**Assigned task A:**
Translate this sentence from the GSP Atlas text into Spanish: "GSP Atlas drilling rig was designed by Sonnat Offshore and was built in the Galați shipyard in 1987."
**Assigned task B:**
From the GSP Atlas text, reproduce word for word the part that begins with the words containing "General characteristics" and ends with "m (32.0 ft)".

**Text passage:**
§
History
- Name: GSP Atlas
- Owner: Grup Servicii Petroliere
- Port of registry: Malta
- Builder: Galați shipyard
- Completed: 1987
- Identification: IMO number: 8767616; MMSI number: 249312000; Callsign: 9HPF9;
- Status: Operational

General characteristics
- Class & type: Germanischer Lloyd Germanischer Lloyd, four legs, self elevating unit, cantilever type
- Length: 52.42 m (172.0 ft)
- Beam: 40.8 m (134 ft)
- Draft: 9.75 m (32.0 ft)
- Depth: 6.4 m (21 ft)
- Installed power: 8430 hp
- Crew: 90+2 Hospital

= GSP Atlas =

GSP Atlas is a four-legged jack-up rig, cantilever type with self-elevating unit operated by Grup Servicii Petroliere.

==Description==
GSP Atlas drilling rig was designed by Sonnat Offshore and was built in the Galați shipyard in 1987. The rig was upgraded in 2007.
§
**Given data:**
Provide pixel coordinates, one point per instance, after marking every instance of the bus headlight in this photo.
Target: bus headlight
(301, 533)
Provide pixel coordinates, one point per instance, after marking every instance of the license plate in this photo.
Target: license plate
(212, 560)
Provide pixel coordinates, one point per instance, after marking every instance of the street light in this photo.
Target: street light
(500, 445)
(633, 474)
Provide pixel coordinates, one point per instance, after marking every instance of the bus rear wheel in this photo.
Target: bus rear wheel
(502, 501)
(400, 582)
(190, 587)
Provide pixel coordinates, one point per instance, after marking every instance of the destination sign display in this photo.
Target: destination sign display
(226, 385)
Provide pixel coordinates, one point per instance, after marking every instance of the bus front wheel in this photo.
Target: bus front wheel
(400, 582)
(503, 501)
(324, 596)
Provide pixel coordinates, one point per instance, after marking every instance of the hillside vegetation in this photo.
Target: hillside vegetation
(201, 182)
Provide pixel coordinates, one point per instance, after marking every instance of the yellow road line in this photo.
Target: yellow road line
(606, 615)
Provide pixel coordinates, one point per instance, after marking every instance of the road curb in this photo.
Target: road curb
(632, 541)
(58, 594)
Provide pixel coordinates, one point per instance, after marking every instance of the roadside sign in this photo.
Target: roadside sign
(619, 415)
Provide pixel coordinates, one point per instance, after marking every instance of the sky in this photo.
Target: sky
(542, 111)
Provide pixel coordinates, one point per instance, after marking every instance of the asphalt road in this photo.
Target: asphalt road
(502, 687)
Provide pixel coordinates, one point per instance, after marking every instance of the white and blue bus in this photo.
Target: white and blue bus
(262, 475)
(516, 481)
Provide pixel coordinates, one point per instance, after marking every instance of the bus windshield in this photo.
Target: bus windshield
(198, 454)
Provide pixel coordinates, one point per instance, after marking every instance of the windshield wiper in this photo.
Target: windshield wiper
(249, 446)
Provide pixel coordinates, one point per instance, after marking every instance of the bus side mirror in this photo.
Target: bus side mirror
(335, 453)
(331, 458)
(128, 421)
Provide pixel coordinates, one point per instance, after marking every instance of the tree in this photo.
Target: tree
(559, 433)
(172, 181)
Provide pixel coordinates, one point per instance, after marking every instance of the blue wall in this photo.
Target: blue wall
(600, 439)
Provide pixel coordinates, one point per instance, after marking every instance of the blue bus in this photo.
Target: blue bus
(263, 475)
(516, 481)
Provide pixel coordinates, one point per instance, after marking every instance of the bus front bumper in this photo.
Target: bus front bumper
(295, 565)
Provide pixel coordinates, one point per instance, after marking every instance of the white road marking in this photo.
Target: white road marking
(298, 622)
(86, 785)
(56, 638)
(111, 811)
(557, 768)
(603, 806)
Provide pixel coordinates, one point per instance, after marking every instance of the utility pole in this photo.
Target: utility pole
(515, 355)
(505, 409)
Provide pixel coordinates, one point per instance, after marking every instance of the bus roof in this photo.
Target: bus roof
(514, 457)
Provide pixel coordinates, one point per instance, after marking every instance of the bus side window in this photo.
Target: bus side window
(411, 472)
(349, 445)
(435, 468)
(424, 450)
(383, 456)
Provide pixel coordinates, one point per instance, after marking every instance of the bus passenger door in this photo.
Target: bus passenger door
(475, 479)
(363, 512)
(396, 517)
§
**Output A:**
La plataforma de perforación GSP Atlas fue diseñada por Sonnat Offshore y construida en el astillero de Galați en 1987.

**Output B:**
General characteristics
- Class & type: Germanischer Lloyd Germanischer Lloyd, four legs, self elevating unit, cantilever type
- Length: 52.42 m (172.0 ft)
- Beam: 40.8 m (134 ft)
- Draft: 9.75 m (32.0 ft)